> **Requirement A**
In the passage on adding product features, rewrite the paragraph that begins "It's also important to consider the impact" in shorter form, keeping its main facts.
> **Requirement B**
Answer these questions from the passage on adding product features:
(i) Who is named as the CEO of Sense 360?
(ii) What kind of product does the passage say we start by building?
(iii) What two examples of timing does it give for a release cadence?
> **Requirement C**
Continue the passage on adding product features from its last sentence.

> **Text segment**

What are the long-term implications of the features you’re adding?
As a variety of features and functionality is added to your product, it means your story gets a lot more complicated.“The only way to get mindshare is to have a simple story,” says Sense 360 CEO Eli Portnoy. “By having a clear and singular focus you can more easily craft a simple story that resonates with customers. This in turn makes it easier to generate PR. And most importantly of all, an easy-to-describe product and differentiation allows consumers to more easily tell your story and help you create viral growth.
”It’s also important to consider the impact of a feature beyond the here and now. Every feature you add doesn’t just have the initial development and testing cost to bring it to market; it creates an ongoing testing and maintenance burden that will exist until the end of time… or until you sunset it and rip out the code. That includes licenses, API documentation, dependencies that shouldn’t exist but still manage to persist in our object-oriented world, plus the extra regression testing with every, single release. Over time, all those little features that sneak into a release or get tacked on to satisfy a client opportunity that never materializes can really add up, decreasing your product’s ability to stay nimble and responsive.
How to convince your stakeholders that less is more
Doing the most does not equal being the best. Remember, there’s a reason we start by building a Minimum Viable Product… it’s because we know there’s a very specific problem we’re trying to solve that can be achieved, well, minimally. As soon as you’re not solving that initial problem, you run the risk of diverting resources from your primary market opportunity and alienating your core customer base.
That’s why every time you’re thinking about adding something new, you need to put it in the context of how it solves the “old” problem you started with. Sometimes new features are awesome and valuable while other times they’re extraneous and unnecessary.As the owner of your product strategy, it’s your job to make sure you’re building on your core value proposition and not just adding fuzzy dice and flame decals that won’t actually help your customers get from A to B any faster. Here are three takeaways to help you hold the line:
- Establish a release cadence that includes addressing technical debt and core function refinement. Whether it’s every three releases or once per quarter, make it standard practice to take on the unsexy stuff that keeps the thing that got you here in the first place. Enforcing this discipline is good for your product and for your company culture, as it shows everyone you’re not just chasing rainbows but managing an existing business. And you want to build a product that will actually scale, which isn’t free.

> **Material shown**
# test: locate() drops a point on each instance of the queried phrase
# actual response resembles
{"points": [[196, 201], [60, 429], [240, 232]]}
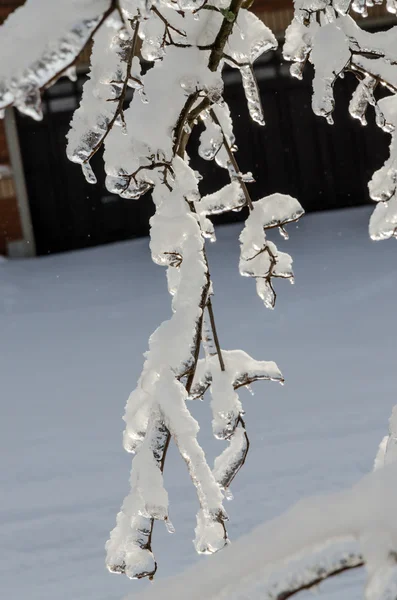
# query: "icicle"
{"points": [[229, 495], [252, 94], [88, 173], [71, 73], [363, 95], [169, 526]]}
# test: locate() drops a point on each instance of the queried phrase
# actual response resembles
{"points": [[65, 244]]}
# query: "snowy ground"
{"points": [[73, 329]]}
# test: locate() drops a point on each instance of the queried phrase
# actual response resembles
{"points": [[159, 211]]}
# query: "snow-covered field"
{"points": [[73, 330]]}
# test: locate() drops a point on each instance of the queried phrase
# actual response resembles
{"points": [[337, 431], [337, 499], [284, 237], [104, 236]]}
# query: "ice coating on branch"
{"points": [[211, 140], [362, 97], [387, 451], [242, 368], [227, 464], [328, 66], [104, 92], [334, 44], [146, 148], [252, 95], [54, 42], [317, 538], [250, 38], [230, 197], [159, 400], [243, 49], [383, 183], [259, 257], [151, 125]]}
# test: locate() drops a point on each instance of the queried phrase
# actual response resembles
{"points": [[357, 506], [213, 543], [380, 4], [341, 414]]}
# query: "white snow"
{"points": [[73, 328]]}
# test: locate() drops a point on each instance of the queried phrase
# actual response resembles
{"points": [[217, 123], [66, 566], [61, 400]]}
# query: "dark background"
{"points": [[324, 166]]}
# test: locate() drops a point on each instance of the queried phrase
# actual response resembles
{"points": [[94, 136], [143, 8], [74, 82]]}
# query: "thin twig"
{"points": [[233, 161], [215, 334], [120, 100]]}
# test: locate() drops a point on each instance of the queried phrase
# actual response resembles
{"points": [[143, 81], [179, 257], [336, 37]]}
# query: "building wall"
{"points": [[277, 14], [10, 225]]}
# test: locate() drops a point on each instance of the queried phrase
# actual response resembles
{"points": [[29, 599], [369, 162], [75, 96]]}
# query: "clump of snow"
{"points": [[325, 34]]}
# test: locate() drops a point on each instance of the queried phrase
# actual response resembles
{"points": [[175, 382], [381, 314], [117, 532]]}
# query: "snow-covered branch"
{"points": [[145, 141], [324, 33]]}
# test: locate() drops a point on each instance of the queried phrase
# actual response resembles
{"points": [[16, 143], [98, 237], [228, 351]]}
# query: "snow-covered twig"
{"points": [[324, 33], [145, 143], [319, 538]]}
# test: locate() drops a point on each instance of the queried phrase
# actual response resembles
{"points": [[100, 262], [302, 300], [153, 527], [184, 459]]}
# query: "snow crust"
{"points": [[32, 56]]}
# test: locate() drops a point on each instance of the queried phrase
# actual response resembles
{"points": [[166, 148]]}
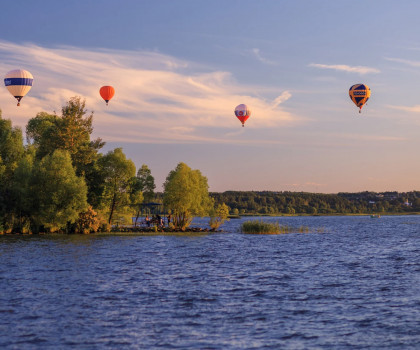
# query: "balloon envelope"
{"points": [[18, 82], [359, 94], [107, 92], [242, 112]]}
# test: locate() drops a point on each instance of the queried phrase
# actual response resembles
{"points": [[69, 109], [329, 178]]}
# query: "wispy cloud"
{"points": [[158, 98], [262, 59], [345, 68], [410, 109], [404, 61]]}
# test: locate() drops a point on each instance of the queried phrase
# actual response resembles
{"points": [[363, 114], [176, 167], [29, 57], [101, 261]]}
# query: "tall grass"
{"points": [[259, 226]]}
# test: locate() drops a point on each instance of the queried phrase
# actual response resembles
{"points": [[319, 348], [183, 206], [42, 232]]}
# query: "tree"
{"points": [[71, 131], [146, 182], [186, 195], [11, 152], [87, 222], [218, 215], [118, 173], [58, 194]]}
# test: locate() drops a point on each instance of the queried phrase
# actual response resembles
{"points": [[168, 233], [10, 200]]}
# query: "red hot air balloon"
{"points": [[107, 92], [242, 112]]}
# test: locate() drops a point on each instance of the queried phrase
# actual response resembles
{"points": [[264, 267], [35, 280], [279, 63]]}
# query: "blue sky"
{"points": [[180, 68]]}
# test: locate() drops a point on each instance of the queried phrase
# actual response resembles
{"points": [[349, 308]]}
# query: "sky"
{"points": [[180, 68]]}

...

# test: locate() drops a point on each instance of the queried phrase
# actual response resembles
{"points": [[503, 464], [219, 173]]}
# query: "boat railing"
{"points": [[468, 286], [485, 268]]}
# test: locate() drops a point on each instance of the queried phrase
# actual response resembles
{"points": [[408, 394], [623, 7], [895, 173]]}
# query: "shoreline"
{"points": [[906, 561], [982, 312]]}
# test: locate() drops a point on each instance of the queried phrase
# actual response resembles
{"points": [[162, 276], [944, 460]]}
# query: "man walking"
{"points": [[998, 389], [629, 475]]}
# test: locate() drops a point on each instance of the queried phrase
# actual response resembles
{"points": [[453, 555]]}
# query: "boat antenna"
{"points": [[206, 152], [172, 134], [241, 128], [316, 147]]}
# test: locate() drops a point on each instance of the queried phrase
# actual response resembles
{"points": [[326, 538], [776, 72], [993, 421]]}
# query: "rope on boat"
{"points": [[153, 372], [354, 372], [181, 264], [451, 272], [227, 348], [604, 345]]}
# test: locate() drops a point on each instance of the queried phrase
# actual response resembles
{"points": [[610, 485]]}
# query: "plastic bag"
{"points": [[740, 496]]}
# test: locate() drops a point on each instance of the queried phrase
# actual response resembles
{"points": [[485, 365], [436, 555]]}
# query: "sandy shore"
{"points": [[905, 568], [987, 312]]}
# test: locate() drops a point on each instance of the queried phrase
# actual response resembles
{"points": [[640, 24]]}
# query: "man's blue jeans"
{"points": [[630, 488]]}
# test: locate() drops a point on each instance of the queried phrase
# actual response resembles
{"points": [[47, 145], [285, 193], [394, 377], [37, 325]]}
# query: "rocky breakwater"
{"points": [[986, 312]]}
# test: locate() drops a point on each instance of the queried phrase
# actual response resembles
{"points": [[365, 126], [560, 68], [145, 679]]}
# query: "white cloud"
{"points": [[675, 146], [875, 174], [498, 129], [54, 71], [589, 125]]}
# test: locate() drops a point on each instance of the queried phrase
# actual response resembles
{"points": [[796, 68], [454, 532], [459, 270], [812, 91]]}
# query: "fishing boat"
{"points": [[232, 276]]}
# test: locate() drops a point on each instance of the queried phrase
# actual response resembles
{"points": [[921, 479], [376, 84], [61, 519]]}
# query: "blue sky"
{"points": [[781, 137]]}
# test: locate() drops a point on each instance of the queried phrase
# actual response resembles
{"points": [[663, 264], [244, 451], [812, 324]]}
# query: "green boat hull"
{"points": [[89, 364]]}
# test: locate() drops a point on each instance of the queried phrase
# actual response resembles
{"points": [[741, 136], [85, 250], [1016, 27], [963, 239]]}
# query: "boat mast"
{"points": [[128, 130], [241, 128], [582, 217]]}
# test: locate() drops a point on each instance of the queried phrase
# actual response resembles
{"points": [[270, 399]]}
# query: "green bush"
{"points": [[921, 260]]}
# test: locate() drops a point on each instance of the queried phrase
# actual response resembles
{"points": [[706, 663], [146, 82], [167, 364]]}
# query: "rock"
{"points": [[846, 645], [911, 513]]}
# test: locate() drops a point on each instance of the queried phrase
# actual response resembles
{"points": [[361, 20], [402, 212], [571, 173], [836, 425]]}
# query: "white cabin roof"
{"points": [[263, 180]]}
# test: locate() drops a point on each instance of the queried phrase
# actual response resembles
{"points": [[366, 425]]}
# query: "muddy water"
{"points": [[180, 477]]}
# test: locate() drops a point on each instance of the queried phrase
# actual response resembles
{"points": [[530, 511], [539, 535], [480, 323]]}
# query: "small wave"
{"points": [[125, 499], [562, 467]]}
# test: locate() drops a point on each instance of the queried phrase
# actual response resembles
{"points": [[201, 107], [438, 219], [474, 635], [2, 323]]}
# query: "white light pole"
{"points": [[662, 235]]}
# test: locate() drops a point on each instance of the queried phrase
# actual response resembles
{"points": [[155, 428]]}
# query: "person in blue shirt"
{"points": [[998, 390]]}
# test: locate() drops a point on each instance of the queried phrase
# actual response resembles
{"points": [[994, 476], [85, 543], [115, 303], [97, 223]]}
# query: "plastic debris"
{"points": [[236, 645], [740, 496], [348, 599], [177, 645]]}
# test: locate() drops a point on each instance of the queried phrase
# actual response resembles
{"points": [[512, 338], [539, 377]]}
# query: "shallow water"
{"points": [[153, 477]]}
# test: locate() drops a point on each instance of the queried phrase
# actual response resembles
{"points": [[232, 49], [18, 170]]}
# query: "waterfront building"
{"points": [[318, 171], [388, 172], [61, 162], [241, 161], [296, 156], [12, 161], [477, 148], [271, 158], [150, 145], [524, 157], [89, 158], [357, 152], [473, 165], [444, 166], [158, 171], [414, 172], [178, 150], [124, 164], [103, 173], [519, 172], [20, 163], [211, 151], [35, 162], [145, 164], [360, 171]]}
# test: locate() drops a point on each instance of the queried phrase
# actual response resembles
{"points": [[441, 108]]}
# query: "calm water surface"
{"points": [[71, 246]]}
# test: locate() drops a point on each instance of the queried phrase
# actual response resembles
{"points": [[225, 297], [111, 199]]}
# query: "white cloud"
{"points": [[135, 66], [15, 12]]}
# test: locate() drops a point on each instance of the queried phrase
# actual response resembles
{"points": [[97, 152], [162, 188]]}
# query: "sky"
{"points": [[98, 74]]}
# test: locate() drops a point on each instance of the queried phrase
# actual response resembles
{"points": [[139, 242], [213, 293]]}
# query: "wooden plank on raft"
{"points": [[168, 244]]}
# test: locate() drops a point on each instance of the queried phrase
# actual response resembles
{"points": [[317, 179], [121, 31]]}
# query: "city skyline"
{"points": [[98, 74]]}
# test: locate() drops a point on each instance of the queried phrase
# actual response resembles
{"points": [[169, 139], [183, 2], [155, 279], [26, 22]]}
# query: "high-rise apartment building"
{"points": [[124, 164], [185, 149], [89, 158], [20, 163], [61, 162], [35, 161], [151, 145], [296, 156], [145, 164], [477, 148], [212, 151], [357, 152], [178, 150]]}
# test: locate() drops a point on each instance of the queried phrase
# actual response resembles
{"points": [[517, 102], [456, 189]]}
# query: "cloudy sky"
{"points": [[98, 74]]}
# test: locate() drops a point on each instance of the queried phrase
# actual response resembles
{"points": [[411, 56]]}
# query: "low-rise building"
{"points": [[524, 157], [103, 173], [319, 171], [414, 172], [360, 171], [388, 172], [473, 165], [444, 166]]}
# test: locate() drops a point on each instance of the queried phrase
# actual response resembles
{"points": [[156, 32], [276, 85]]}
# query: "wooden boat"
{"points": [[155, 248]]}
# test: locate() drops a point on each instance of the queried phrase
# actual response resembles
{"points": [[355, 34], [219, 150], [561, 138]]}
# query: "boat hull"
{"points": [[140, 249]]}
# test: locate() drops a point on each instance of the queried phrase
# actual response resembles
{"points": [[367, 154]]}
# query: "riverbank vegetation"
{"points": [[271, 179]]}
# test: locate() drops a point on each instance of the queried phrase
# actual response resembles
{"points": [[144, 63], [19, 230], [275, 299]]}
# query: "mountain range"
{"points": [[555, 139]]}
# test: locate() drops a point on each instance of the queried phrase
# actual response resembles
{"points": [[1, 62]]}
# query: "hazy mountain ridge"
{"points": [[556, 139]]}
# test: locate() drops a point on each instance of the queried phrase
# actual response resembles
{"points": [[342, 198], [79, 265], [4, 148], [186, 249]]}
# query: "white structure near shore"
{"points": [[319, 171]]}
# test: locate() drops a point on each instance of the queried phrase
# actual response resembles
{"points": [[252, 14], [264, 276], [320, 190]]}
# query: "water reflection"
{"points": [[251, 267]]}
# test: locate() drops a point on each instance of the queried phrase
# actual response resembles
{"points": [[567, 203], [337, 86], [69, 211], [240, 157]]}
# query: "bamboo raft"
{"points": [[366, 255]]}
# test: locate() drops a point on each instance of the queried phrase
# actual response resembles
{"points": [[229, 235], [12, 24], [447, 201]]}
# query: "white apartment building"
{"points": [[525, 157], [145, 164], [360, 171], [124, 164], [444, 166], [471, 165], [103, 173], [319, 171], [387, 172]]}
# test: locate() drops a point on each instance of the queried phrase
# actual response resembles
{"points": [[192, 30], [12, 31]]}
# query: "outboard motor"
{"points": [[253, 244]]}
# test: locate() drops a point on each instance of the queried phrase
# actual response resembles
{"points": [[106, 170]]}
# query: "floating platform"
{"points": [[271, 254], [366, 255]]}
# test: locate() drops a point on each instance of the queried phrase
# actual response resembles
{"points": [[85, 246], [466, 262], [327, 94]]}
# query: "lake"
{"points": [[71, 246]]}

> **Task result A**
A new feature costs more than its first round of building and testing. It adds testing and upkeep that last until the feature is retired and its code is taken out. That upkeep includes licenses, API documentation, leftover dependencies and extra regression testing in every release. Over time, small features that slip into a release or get added for a client deal that never happens pile up and make the product less nimble and responsive.

> **Task result B**
(i) Eli Portnoy
(ii) A Minimum Viable Product
(iii) Every three releases, or once per quarter

> **Task result C**
- Get out of the “If You Build It They Will Come” mindset. We’ve all heard the “they’ll buy it it just does THIS” argument from sales people more time than we can count. Try to turn that argument on its head and make the customer put their money where their mouth is. “If they buy it, we’ll build it” isn’t a bad starting point for these negotiations, and an even better one is “if they want it that badly, they can pay extra for it.” These approaches keep you from chasing elusive deals with custom-built features that do nothing but collect dust.
- Stick to your strengths. While product line extensions may eventually be a logical part of your overall corporate strategy, focusing on what you do well and doing it a little bit better, cheaper and/or faster is far likelier to yield significant returns. Validate every new feature request by asking whether it strengthens your core value proposition, and stick to the enhancements that make you irreplaceable to your core customers and fans.
Resisting the temptation to build features for their own sake can take some real willpower on the part of the product manager, but in the end, it's well worth the effort.